■ **WORK TO COMPLETE**
When you spot the word "sign" in a line of the data below, copy that line.

***** DATASET RECORDS *****

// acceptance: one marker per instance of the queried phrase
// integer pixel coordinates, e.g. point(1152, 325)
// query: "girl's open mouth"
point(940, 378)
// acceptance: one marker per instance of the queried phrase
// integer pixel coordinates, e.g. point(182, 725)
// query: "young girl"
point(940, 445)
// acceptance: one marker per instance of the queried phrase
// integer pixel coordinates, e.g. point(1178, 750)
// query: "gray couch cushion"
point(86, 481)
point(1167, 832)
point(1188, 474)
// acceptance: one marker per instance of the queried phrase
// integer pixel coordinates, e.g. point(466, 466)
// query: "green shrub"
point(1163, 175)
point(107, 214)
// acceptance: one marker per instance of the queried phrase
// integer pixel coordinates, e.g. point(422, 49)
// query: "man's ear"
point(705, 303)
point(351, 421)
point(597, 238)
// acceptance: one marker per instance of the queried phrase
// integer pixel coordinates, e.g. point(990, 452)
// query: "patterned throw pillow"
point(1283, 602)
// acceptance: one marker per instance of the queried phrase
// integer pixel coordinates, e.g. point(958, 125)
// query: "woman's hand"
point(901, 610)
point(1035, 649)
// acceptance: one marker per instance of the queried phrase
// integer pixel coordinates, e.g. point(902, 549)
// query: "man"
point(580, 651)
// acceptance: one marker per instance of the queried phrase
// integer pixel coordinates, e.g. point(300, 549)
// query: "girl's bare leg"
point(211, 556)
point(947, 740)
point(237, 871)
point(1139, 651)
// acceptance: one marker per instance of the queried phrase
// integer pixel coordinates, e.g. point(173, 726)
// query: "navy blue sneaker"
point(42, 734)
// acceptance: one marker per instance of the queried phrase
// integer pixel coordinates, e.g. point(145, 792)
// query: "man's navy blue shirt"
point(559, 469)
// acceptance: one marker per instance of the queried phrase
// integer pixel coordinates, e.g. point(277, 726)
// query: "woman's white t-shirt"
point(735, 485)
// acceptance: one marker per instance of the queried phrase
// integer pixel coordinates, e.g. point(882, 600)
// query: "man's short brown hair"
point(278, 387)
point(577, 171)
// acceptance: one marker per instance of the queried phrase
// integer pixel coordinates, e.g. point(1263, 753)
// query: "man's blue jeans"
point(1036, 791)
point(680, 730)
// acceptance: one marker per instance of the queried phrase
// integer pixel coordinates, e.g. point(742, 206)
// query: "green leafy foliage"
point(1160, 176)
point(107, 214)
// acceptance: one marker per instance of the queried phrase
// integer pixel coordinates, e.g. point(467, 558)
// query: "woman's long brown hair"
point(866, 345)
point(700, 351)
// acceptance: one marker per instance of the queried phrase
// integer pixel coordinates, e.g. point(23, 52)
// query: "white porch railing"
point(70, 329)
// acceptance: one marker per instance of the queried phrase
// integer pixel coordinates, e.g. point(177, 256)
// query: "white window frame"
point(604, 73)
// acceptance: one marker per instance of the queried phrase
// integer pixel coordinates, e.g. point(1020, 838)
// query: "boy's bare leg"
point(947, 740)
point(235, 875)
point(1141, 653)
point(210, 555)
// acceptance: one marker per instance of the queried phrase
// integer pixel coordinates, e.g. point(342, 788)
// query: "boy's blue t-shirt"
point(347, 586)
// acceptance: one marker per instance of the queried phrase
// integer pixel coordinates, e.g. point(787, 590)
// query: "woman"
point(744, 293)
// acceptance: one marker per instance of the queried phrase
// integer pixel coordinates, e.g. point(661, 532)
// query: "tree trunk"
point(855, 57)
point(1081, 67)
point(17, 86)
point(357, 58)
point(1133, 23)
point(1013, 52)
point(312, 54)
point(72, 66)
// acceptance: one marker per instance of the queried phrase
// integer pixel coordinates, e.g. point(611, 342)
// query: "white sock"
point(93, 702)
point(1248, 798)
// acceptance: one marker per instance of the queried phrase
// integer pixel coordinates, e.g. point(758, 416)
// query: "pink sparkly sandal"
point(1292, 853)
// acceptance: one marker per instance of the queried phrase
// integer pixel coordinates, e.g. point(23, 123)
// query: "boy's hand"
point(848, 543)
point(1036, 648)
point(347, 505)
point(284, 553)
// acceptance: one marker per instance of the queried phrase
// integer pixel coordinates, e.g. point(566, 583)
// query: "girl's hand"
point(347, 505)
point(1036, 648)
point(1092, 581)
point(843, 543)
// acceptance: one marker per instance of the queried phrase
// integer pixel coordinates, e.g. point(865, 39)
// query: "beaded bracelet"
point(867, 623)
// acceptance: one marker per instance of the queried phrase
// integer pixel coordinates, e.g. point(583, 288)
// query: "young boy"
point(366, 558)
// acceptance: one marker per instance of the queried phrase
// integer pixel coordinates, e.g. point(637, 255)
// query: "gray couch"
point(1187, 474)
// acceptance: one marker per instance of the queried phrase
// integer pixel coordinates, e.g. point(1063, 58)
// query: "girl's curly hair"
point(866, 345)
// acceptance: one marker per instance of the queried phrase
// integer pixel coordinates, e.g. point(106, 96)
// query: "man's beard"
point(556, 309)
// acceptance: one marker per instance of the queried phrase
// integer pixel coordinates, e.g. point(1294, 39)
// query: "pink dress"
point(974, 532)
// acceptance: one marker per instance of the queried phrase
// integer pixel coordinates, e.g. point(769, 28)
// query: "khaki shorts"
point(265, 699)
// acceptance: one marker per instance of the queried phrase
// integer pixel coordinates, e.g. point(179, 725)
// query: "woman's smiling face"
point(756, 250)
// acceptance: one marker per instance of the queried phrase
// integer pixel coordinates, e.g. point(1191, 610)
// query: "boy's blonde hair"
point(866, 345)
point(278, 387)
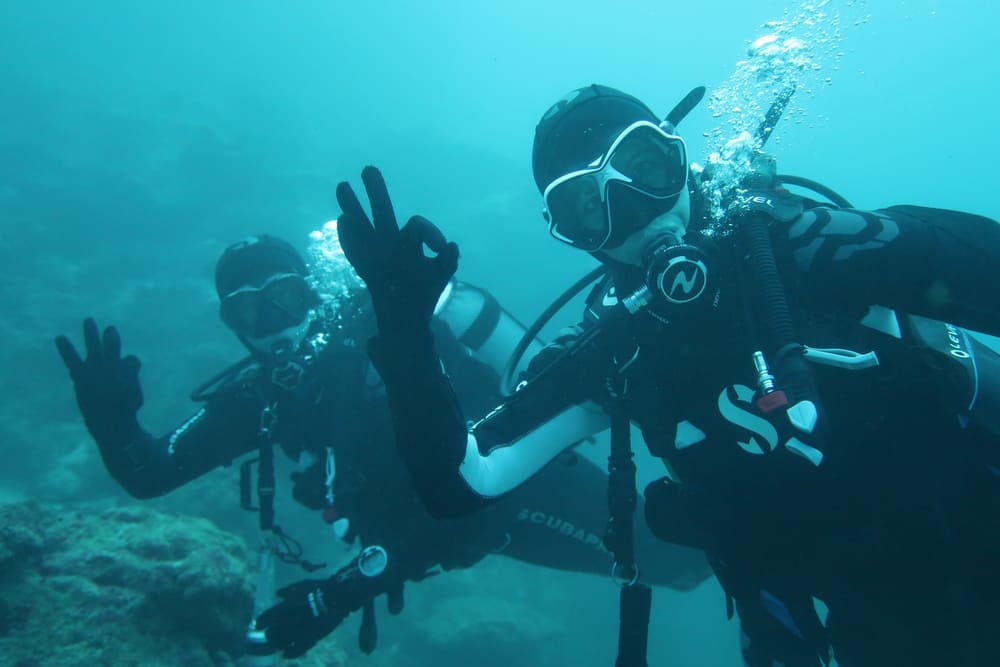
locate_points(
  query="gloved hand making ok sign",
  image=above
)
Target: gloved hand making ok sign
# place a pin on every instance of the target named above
(404, 283)
(107, 386)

*****

■ **TASK SOLUTION**
  query="gloved hand making ok sign",
Target: gloved hand making ok sign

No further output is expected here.